A special memorial service will be held at All Saints Catholic College tomorrow to honour those who died in the Victoria Colliery Disaster.

A special memorial service will be held at All Saints Catholic College tomorrow to honour those who died in the Victoria Colliery Disaster.

Thirty-eight men and boys died on June 14 1866 after an explosion at the Lakes Coal Pit. The youngest, John Thomas Buckley, was just ten years old.

There are believed to be two mine shafts on the grounds of All Saints. The school will unveil a blue plaque, commemorating the 38, which will be blessed by Father Oliver O’Doherty.

The Civic Mayor of Tameside, Cllr Denise Ward, Andrew Gwynne MP and local councillors will also be attending the service at 11.45am, alongside students, governors and relatives of the deceased.

All Saints’ Andrea Coleman has been researching the disaster ahead of Friday’s event. Norman Bamford’s book, ‘We’ll dee with eawr hearts up – Mining Disasters of the Tameside Area’, describes how the Ashton Reporter described the scene as the men were brought out.

“When some of the rescued men were brought to the surface, about one o’clock, the looked scared and frightened, their eyes were fixed as in death, and they were carried away and placed upon a bed of hay on some inclined planks a few yards from the pit mouth.

“The last was a young man with his face blackened with the dust, and when he was placed on his back upon the inclined plank, no one could tell whether he was alive or dead. The surgeon examined the unfortunate man carefully, and pronounced him dead, upon which a thrill of horror ran through those who stood and looked upon that face which even beneath it’s sooty appearance showed a pleasant countenance, as though life had flown in the midst of a pleasant dream.

“The next body brought up was that of a lad, apparently 14 years of age, with a pleasant smile about his features as anybody would desire to see. He was taken in the arms of a collier, and carried down the brow from the pit bank to a cart, on the bottom of which was a well-filled bed of hay, and as the lifeless body hung in the arms of his fellow workmen, a shriek was heard in the crowd of women, and then the scene became too harrowing for the pen to describe.

“The cage commenced its work of bringing from the earth the bodies of those who in a few more hours will be cone more entombed in the earth for the last time. A sadder spectacle cannot be conceived.

“It was a melancholy sight to witness the arrival of body after body to the pit mouth, and as they reached the surface they bore no marks of external injury, but each and all presented the appearance of having met their death by suffocation. The bodies were wrapped in a quilt, and then conveyed to carts provided for the purpose, and if owned were sent to their homes, providing that they resided in the township. If not owned, or their homes had been outside the township, the bodies were conveyed to an adjacent cottage, which served for a dead house.

“All around the pit bank, and near where the carts for the reception of the dead stood, where women looked on with eagerness, and some fear and trembling, and as each body arrived they anxiously inquired the name. The crowd stood round the embankment in mute sympathy as the bodies were conveyed away, but whenever it was that of a young lad, it seemed to send a thrill of horror through the whole, at the anguish of the poor boys’ mothers and sisters and they recognised their sons and brothers.”

#### Task requirements
Rewrite the memorial service article, starting with "Thirty-eight men and" and going on through "were brought out.", with "blue plaque" replaced by "memorial plaque".

#### Record set
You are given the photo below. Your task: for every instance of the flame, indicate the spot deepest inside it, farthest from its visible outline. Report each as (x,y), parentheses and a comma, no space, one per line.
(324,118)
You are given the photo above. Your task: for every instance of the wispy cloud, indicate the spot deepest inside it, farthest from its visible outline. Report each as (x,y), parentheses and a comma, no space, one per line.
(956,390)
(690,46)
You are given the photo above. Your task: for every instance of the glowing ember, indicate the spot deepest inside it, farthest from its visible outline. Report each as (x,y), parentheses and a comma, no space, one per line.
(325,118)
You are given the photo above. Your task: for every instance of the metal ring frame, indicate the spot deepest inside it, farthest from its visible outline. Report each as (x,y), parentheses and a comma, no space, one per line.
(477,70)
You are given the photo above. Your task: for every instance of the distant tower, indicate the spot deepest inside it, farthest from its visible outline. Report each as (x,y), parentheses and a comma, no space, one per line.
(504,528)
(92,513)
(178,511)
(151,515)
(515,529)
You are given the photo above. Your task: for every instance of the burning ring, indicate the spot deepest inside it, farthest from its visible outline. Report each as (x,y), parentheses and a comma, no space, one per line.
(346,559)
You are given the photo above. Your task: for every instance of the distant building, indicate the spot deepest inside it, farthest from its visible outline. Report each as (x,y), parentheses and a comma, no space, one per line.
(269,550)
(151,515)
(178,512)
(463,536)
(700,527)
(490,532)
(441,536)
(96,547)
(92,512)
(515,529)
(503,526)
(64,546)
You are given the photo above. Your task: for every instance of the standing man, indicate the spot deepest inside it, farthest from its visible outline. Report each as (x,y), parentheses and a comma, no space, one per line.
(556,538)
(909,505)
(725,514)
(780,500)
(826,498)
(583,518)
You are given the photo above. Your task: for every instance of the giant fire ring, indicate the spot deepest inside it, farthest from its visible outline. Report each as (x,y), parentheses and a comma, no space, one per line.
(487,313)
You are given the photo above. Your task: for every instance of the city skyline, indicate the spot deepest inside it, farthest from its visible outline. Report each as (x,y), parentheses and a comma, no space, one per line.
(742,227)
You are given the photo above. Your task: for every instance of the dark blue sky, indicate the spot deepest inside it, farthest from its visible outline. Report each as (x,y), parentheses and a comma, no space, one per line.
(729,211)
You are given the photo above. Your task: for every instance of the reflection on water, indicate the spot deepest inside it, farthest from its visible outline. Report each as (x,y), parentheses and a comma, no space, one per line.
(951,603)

#### Problem solution
Thirty-eight men and boys died on June 14 1866 after an explosion at the Lakes Coal Pit. The youngest, John Thomas Buckley, was just ten years old.

There are believed to be two mine shafts on the grounds of All Saints. The school will unveil a memorial plaque, commemorating the 38, which will be blessed by Father Oliver O’Doherty.

The Civic Mayor of Tameside, Cllr Denise Ward, Andrew Gwynne MP and local councillors will also be attending the service at 11.45am, alongside students, governors and relatives of the deceased.

All Saints’ Andrea Coleman has been researching the disaster ahead of Friday’s event. Norman Bamford’s book, ‘We’ll dee with eawr hearts up – Mining Disasters of the Tameside Area’, describes how the Ashton Reporter described the scene as the men were brought out.